Brief
Show every line of the records below that contains the word "green", treating uppercase and lowercase as different.

Extracted entries
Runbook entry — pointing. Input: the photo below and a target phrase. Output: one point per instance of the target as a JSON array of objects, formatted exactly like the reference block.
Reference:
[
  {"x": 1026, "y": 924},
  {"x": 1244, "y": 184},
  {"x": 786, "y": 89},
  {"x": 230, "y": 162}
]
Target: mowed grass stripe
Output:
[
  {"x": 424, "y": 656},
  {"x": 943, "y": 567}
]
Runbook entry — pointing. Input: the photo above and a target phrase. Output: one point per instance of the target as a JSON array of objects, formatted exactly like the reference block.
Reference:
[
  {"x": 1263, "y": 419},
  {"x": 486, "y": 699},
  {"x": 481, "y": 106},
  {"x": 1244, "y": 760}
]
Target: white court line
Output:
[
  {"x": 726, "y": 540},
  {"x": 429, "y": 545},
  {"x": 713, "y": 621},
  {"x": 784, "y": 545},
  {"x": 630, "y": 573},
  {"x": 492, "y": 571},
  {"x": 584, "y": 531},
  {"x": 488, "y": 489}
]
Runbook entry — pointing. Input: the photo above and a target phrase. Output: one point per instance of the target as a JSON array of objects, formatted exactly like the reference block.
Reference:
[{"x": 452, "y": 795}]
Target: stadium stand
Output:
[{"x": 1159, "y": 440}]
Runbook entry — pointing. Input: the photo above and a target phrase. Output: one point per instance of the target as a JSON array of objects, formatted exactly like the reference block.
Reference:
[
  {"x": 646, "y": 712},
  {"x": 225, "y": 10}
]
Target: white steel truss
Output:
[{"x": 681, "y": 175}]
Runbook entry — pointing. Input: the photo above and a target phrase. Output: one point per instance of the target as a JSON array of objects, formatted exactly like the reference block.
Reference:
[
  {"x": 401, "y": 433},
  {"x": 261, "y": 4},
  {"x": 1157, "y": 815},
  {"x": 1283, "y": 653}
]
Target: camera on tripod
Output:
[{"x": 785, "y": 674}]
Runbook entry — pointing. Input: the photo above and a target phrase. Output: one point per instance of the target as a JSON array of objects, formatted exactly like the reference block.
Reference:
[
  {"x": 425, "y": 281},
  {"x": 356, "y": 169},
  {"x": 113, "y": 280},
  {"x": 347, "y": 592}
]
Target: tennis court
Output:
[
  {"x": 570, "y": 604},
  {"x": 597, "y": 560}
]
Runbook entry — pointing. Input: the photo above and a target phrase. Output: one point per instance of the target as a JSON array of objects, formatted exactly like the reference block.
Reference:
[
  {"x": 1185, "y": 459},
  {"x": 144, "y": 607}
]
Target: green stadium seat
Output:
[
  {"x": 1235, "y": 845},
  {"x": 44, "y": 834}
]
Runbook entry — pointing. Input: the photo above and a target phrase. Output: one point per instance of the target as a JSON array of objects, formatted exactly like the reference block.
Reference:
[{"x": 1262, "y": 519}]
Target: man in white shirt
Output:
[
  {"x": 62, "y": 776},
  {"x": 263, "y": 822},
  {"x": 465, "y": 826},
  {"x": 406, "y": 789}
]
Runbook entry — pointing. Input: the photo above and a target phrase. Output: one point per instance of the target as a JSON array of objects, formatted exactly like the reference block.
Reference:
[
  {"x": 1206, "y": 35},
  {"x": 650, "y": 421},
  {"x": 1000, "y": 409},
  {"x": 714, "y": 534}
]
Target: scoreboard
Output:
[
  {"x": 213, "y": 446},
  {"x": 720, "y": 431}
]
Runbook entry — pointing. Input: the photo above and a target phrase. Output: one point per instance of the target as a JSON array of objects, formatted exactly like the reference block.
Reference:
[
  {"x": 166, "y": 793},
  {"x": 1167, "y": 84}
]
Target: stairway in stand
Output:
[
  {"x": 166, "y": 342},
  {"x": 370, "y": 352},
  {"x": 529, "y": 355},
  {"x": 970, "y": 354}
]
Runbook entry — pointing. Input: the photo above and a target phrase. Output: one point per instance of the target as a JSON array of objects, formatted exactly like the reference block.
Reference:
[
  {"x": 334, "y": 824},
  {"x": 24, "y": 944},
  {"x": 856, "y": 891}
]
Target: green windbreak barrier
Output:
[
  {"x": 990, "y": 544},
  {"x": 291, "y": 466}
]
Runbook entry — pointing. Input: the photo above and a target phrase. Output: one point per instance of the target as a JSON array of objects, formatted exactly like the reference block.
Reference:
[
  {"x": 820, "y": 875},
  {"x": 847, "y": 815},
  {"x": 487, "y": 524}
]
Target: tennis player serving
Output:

Result of this task
Target: green stadium seat
Target: green windbreak barrier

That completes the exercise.